Pointing records:
---+---
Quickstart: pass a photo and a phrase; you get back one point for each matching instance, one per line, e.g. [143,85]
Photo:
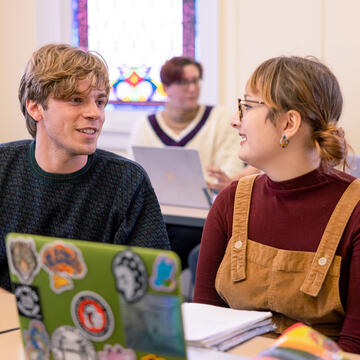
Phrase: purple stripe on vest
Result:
[167,140]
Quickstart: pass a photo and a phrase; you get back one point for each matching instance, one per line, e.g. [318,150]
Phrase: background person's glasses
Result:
[242,104]
[185,82]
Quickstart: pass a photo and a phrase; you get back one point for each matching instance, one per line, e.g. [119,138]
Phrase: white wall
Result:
[235,36]
[252,31]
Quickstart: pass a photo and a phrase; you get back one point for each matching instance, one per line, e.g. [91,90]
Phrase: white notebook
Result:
[222,328]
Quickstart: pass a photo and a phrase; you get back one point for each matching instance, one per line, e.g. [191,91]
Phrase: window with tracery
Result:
[135,38]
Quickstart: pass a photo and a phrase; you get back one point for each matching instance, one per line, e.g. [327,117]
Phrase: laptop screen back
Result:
[88,300]
[176,175]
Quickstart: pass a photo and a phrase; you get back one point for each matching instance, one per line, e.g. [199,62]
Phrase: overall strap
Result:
[239,237]
[330,240]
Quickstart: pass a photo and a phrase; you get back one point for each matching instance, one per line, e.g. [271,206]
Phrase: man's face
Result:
[68,128]
[185,95]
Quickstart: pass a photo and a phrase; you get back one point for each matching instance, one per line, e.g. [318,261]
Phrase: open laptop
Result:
[176,175]
[82,300]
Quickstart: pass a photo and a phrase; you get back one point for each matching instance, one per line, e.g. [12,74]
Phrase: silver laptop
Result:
[176,175]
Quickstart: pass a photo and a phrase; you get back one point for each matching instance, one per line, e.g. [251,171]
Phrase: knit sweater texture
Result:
[109,200]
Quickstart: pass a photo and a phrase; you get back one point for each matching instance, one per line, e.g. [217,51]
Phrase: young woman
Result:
[288,240]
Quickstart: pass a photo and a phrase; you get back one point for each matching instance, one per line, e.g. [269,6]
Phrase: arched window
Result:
[135,38]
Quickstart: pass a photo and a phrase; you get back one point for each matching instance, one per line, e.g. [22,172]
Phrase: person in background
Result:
[184,122]
[58,184]
[288,240]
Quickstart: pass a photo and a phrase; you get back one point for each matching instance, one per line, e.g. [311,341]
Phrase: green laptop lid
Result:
[87,300]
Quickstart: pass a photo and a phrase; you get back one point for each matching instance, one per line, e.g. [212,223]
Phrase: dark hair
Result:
[54,70]
[309,87]
[172,71]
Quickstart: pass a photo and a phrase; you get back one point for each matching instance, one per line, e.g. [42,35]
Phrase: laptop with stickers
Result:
[176,175]
[87,300]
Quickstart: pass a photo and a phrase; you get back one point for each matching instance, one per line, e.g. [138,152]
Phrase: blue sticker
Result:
[163,277]
[37,341]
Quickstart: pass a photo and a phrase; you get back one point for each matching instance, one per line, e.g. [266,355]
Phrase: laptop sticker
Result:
[151,357]
[63,262]
[92,315]
[37,341]
[116,352]
[68,342]
[23,258]
[28,301]
[163,274]
[154,325]
[130,276]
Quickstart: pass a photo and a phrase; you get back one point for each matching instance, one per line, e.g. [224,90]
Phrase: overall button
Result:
[238,244]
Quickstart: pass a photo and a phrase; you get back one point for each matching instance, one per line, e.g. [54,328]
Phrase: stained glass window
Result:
[135,37]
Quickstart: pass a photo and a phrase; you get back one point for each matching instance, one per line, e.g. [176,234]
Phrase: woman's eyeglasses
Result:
[186,82]
[242,104]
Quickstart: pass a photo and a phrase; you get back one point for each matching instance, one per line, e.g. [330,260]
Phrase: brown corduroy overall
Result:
[294,285]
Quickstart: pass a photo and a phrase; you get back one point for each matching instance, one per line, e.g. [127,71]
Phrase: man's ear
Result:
[291,123]
[35,110]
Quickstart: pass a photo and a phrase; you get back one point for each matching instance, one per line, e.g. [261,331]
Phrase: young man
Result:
[59,184]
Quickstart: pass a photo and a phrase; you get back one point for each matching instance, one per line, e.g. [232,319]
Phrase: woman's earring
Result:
[284,142]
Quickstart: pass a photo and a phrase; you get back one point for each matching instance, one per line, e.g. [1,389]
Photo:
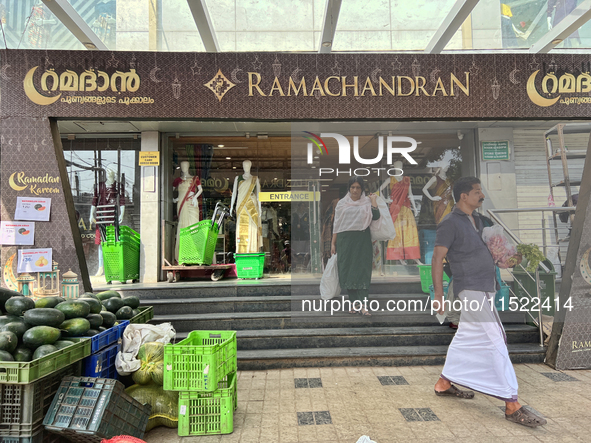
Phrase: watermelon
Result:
[125,313]
[75,327]
[74,308]
[19,305]
[44,317]
[48,302]
[113,304]
[40,335]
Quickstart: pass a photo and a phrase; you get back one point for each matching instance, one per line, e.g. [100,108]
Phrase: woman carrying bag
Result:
[352,239]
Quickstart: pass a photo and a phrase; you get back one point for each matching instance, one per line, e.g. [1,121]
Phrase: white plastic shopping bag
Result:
[136,335]
[329,284]
[382,229]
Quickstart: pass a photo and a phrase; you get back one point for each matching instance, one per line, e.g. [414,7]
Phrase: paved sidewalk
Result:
[323,405]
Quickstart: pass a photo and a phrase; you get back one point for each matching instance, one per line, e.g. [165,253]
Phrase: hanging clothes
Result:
[106,195]
[249,230]
[405,246]
[327,225]
[443,189]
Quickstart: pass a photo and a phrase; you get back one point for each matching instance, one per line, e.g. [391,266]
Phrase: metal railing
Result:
[494,214]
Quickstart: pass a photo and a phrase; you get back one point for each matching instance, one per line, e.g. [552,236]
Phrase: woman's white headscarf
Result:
[351,215]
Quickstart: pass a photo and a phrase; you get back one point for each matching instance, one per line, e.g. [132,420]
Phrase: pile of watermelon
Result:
[32,329]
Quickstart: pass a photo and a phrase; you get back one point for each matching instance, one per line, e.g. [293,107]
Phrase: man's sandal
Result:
[526,417]
[455,392]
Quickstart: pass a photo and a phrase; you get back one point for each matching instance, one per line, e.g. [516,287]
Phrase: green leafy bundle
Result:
[532,254]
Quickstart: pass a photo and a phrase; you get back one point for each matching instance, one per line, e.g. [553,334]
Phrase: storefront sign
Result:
[495,150]
[149,158]
[19,181]
[17,233]
[33,209]
[292,196]
[34,260]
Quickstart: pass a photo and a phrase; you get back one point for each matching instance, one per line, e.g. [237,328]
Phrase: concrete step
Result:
[267,339]
[248,288]
[367,356]
[298,320]
[264,303]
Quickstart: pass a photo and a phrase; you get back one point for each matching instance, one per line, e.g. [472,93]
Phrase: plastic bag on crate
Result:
[165,404]
[329,284]
[151,355]
[382,229]
[501,247]
[134,336]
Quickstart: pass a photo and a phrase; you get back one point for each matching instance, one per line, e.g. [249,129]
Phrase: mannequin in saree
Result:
[443,201]
[105,193]
[405,246]
[190,189]
[245,195]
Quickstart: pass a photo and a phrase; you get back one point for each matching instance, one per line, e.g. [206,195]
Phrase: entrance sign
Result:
[17,233]
[495,150]
[149,158]
[34,260]
[290,196]
[32,209]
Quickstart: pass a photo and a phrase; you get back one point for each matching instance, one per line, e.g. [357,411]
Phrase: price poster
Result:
[34,260]
[32,208]
[17,233]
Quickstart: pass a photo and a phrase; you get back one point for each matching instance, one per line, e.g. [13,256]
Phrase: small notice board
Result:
[149,158]
[495,150]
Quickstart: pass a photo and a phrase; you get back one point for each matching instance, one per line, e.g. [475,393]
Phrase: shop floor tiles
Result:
[395,404]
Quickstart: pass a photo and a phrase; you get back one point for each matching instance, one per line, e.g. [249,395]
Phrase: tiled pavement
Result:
[397,404]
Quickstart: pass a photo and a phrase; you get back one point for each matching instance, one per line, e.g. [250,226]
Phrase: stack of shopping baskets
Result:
[197,242]
[203,369]
[121,254]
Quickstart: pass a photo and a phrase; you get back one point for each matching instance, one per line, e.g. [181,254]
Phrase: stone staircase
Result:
[273,333]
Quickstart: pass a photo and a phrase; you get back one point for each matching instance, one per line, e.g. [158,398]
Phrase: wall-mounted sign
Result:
[149,158]
[17,233]
[495,150]
[34,260]
[291,196]
[32,209]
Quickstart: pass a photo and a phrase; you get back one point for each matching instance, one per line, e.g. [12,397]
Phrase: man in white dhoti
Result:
[477,356]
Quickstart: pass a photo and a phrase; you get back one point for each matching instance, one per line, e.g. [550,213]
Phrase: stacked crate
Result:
[89,410]
[203,369]
[23,406]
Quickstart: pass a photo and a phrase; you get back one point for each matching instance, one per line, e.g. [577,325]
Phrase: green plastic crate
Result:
[146,314]
[122,261]
[88,410]
[426,279]
[197,243]
[22,407]
[199,362]
[250,265]
[202,413]
[28,372]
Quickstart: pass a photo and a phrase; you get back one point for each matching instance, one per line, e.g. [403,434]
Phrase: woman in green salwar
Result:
[352,239]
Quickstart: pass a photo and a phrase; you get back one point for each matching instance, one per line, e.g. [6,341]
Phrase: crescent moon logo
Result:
[32,93]
[534,96]
[13,185]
---+---
Your task is to write out the lines from the one with "line, e.g. [577,325]" through the end of the records, exactly and with nothing added.

* [RESULT]
Quickstart: pass a photo and a phrase; you get back one point for each matching instance, one per line, e.g. [577,325]
Phrase: green plastic crate
Result:
[146,314]
[122,261]
[88,410]
[426,279]
[197,243]
[22,407]
[199,362]
[250,265]
[202,413]
[28,372]
Quickstart: pass a photo and a phrase; you get back one point for each matching instance, one per line, e.g. [403,434]
Phrase: woman in green salwar
Result:
[352,239]
Quickstart: pass a photo and a phrase; you get back one point for each matching instance, one per line, e.g. [6,341]
Phrase: crescent moon logo
Result:
[32,93]
[534,96]
[13,185]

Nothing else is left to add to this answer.